───── 本文抜粋

Q.急に物がダブって見えるようになりました。何が起こったのですか。

A.おそらく「複視」になったと思われます。原因を詳しく調べるために眼科、神経内科を受診してください。

■複視とは
 物が二重に見えることを複視と言います。通常は、両眼で見たときに二つに見えることを意味します。原因としては、眼を動かす神経や筋肉の障害が考えられます。眼球は六つの外眼筋により動かされています。それらをつかさどる神経は、動眼神経、外転神経、滑車神経です。それらの異常により外眼筋の動きが悪くなり(外眼筋麻痺)複視が生じます。
 その筋肉が本来作用する方向を見ると、両眼の視線を合わすことができにくくなるため、二重に見えます。たとえば、左眼を外側へ動かす筋肉の働きが悪くなると、正面や右を見たときには一つに見えますが、左を見たときに二重に見えます。このため、複視が生じないようにするために、頭を傾けたりして同じ方向を向きがちになるので、頭痛や肩こりになることがあります。

──────────
───── 提供レコード

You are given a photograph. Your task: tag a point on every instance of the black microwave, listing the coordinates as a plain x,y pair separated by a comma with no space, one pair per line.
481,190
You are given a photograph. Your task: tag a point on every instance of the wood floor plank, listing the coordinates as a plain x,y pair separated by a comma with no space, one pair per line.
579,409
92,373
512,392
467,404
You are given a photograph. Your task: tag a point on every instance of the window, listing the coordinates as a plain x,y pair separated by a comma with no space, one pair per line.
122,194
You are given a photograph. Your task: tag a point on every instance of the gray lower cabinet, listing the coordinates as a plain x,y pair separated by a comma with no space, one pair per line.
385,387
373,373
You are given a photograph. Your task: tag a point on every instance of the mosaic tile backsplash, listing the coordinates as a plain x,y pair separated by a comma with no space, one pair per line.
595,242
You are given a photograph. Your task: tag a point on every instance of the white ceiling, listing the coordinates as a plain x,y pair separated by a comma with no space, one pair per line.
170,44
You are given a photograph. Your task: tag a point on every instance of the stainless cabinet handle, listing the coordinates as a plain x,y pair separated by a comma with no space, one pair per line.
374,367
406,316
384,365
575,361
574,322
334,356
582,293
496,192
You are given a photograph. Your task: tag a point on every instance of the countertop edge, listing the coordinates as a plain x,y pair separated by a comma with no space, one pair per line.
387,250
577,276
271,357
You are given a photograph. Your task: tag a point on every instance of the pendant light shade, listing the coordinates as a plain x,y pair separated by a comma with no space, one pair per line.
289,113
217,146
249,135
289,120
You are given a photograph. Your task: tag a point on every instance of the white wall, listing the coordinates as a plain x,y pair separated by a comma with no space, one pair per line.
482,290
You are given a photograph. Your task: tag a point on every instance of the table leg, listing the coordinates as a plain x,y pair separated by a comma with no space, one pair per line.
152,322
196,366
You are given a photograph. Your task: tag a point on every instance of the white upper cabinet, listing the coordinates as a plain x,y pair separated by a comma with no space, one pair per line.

──────────

--- 課題内容 ---
複視についての文章の「Q.急に物がダブって見えるようになりました。何が起こったのですか。」から「肩こりになることがあります。」までを、一字も変えずに書き出してもらえますか。

--- 解答 ---
Q.急に物がダブって見えるようになりました。何が起こったのですか。

A.おそらく「複視」になったと思われます。原因を詳しく調べるために眼科、神経内科を受診してください。

■複視とは
 物が二重に見えることを複視と言います。通常は、両眼で見たときに二つに見えることを意味します。原因としては、眼を動かす神経や筋肉の障害が考えられます。眼球は六つの外眼筋により動かされています。それらをつかさどる神経は、動眼神経、外転神経、滑車神経です。それらの異常により外眼筋の動きが悪くなり(外眼筋麻痺)複視が生じます。
 その筋肉が本来作用する方向を見ると、両眼の視線を合わすことができにくくなるため、二重に見えます。たとえば、左眼を外側へ動かす筋肉の働きが悪くなると、正面や右を見たときには一つに見えますが、左を見たときに二重に見えます。このため、複視が生じないようにするために、頭を傾けたりして同じ方向を向きがちになるので、頭痛や肩こりになることがあります。